_DESCRIPTION OF THE TASK_
Gather each line of the data below that contains the word "player" and copy it in full. Letter case must match.

____

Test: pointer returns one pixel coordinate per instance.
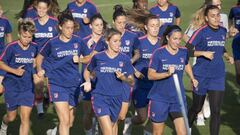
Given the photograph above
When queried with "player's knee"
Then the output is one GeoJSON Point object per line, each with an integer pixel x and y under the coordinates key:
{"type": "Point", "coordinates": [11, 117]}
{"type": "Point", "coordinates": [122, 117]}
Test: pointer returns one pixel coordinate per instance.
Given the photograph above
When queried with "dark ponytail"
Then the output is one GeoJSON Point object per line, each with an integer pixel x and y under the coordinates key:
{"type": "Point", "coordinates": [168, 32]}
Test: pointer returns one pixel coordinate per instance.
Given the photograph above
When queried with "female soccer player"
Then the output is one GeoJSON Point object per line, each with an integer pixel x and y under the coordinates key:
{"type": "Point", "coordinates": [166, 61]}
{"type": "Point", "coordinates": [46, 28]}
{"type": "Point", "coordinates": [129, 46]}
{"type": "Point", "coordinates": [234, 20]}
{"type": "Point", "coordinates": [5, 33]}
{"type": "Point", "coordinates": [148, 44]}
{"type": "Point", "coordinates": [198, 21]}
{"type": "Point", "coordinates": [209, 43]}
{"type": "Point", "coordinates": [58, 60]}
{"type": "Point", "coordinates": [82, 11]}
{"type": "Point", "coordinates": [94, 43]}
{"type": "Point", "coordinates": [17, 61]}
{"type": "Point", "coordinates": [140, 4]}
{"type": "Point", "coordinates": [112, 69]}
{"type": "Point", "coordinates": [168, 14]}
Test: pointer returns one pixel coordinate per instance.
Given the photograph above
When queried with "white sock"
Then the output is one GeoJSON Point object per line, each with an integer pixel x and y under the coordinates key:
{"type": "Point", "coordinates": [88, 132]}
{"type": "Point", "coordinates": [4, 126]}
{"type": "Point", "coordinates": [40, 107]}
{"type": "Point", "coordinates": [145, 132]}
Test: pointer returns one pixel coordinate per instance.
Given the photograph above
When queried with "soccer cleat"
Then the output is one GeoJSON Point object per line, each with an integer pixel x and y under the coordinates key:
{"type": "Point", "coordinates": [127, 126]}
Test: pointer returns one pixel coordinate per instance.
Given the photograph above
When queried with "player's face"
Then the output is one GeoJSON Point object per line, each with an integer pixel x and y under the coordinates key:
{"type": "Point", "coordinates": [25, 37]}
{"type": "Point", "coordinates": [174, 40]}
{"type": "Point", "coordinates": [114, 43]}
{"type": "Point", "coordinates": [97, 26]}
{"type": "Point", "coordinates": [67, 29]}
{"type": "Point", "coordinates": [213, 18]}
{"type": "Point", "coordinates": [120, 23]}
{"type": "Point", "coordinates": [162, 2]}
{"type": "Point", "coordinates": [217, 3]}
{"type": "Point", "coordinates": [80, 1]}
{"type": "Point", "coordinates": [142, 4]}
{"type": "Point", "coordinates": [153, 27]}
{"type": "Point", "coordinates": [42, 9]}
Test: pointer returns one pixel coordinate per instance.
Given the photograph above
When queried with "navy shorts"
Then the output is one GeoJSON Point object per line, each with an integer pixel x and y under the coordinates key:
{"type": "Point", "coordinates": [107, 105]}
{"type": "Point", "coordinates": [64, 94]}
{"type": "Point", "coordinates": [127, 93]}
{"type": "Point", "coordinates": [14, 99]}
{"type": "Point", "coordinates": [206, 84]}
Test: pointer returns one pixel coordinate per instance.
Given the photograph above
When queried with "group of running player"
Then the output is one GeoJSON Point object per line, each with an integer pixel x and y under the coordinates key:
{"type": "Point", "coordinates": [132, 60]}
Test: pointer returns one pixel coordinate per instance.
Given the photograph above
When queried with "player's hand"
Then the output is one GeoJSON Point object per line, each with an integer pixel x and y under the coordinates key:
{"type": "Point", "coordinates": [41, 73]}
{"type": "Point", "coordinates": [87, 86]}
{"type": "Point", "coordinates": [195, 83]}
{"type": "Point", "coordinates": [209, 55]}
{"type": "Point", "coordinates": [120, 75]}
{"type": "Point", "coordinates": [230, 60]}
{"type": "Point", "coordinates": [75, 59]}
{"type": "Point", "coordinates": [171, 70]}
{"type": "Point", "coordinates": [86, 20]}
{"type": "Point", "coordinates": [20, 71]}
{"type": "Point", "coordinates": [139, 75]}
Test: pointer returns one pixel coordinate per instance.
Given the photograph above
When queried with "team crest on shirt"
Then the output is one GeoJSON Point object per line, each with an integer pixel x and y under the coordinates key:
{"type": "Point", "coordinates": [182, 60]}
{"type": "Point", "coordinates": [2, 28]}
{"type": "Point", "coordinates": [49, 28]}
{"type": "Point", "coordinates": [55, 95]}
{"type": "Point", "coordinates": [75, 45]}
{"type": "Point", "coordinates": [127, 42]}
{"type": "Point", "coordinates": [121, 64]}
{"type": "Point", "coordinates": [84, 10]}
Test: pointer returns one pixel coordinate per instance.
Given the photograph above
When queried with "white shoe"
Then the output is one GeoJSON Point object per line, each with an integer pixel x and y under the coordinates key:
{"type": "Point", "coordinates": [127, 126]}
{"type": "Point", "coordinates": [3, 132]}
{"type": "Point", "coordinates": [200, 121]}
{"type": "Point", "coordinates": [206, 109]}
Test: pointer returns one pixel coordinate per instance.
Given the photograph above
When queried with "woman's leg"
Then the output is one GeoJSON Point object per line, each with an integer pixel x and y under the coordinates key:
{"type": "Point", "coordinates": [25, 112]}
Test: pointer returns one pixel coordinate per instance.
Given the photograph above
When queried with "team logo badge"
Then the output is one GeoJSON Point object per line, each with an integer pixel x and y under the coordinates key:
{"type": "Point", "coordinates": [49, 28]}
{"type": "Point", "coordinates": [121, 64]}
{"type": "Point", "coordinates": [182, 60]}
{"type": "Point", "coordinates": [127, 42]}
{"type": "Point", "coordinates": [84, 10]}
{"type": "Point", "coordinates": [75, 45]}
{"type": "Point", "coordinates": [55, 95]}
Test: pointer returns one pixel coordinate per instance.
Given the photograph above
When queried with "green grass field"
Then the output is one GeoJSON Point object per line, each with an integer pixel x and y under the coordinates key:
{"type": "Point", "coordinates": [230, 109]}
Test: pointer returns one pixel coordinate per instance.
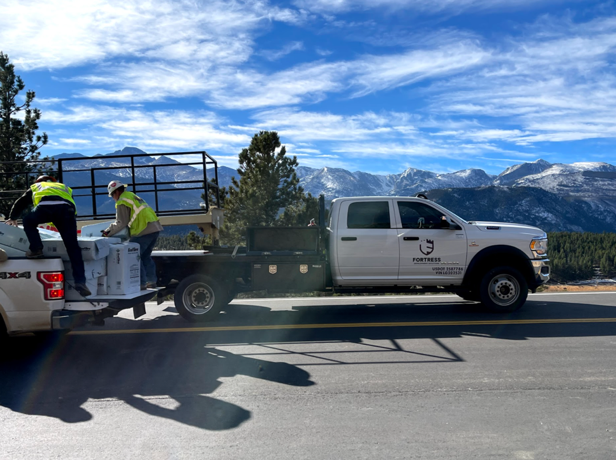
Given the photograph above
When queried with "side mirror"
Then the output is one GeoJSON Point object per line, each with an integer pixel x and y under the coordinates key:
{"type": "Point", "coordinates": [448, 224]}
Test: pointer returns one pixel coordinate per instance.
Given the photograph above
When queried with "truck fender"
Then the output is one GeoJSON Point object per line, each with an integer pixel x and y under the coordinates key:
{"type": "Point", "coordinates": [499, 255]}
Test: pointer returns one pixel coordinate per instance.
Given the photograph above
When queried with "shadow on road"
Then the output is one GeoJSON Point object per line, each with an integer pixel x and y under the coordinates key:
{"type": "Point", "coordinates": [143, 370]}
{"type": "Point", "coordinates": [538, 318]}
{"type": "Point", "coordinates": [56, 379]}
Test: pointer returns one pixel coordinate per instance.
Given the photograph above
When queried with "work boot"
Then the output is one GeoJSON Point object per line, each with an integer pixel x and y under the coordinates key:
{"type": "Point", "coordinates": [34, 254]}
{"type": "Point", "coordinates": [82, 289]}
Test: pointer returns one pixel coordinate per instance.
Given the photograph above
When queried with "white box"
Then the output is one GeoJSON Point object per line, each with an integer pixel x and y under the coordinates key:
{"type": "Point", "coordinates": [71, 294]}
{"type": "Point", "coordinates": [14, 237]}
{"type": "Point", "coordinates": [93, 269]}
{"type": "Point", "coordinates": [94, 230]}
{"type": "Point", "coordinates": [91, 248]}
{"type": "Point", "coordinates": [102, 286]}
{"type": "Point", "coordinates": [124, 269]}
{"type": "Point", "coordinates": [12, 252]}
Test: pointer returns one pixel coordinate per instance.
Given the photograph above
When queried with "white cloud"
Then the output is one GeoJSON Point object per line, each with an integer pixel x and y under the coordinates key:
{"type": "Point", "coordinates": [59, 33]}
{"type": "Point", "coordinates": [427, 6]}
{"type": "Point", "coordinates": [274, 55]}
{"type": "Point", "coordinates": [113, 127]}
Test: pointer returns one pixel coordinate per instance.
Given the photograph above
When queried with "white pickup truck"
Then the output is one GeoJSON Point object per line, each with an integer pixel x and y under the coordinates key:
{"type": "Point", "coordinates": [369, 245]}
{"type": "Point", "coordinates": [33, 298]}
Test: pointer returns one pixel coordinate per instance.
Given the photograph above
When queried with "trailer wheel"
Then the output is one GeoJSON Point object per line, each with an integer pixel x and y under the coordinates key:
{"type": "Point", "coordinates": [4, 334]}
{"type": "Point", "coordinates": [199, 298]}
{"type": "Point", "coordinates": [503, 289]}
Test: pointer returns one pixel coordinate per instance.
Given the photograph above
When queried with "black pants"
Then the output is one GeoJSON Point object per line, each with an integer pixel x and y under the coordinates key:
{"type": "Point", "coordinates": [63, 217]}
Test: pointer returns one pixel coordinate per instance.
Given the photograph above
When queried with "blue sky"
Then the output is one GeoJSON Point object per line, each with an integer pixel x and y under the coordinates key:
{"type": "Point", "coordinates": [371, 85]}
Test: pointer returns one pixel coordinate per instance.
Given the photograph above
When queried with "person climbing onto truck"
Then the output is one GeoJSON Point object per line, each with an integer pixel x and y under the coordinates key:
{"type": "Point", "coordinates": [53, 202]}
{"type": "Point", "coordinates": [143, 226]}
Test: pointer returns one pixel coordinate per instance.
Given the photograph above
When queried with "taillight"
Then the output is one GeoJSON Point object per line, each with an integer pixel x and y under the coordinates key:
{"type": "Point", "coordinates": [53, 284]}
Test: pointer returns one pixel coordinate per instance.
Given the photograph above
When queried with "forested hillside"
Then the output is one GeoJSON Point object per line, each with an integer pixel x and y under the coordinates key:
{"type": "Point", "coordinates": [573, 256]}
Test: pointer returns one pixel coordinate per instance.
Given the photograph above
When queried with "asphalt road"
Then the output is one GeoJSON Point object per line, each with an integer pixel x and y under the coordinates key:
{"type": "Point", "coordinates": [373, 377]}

____

_RESULT OF THE TASK_
When queried with "player's knee"
When queried with "female soccer player"
When queried with "player's face"
When queried with "group of running player"
When queried with "player's hand"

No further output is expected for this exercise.